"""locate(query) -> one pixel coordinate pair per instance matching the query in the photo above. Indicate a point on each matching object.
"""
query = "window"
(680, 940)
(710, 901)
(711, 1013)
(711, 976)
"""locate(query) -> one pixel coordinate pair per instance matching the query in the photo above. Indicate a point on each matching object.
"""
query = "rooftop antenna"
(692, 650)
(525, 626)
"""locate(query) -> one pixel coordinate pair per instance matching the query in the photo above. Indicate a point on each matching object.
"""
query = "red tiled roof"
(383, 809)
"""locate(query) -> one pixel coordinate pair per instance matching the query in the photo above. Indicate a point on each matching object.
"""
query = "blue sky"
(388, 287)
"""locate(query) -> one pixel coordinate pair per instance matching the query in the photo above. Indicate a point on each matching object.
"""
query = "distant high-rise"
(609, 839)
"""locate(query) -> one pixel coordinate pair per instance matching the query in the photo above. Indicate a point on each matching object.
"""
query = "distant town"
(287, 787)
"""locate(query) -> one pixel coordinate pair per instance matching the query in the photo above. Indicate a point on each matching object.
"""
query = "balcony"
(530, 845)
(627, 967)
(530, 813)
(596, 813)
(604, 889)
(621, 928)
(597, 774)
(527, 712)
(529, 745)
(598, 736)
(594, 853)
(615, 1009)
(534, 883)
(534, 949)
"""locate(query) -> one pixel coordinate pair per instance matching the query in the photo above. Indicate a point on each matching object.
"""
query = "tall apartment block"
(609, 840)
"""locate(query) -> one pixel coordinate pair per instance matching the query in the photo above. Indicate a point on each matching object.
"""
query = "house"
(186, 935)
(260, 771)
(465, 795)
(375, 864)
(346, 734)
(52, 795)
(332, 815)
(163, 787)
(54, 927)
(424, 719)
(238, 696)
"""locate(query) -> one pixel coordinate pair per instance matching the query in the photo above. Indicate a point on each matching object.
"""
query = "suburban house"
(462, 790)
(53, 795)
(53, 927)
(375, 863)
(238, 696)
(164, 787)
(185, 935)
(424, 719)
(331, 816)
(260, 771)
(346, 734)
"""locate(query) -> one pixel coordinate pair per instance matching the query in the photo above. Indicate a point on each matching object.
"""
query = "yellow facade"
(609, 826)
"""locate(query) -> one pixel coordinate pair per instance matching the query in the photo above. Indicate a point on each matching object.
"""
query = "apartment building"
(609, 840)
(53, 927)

☆ ☆ ☆ ☆

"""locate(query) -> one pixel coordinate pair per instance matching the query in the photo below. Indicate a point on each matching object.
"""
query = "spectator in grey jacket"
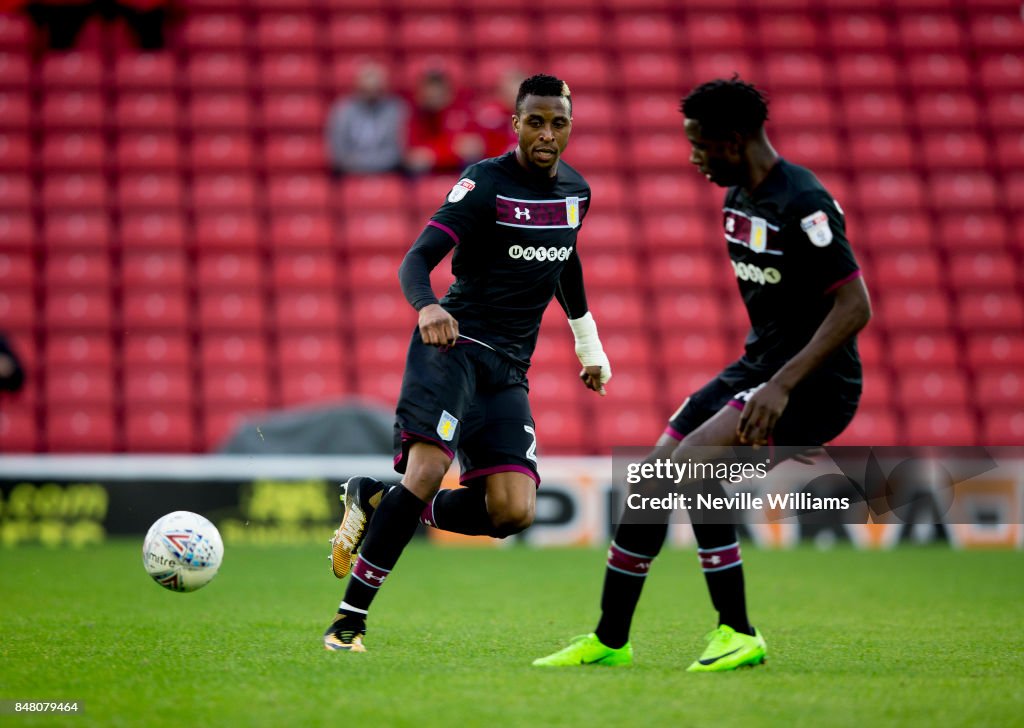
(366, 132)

☆ ☆ ☆ ☆

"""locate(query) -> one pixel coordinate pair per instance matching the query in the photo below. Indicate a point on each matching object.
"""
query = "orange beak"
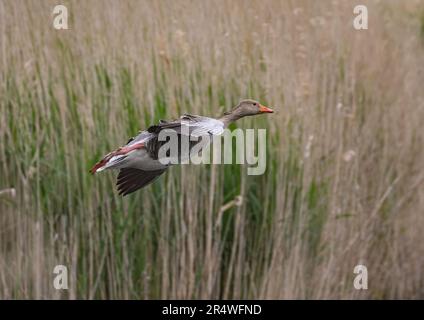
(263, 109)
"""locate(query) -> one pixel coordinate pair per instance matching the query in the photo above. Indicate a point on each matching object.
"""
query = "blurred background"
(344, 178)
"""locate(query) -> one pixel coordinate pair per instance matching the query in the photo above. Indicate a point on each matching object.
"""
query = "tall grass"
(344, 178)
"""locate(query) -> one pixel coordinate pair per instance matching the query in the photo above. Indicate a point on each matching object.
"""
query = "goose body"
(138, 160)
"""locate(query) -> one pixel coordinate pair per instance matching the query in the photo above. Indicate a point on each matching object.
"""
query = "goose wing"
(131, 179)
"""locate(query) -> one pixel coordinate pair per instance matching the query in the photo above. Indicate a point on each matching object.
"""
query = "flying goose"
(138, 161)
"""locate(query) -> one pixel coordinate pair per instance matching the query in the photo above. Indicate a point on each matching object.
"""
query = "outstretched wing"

☆ ☆ ☆ ☆

### Task prompt
Which lines in the records above contain the word "wing"? Show each one in full; case counts.

### Output of the task
query = "goose wing"
query = "outstretched wing"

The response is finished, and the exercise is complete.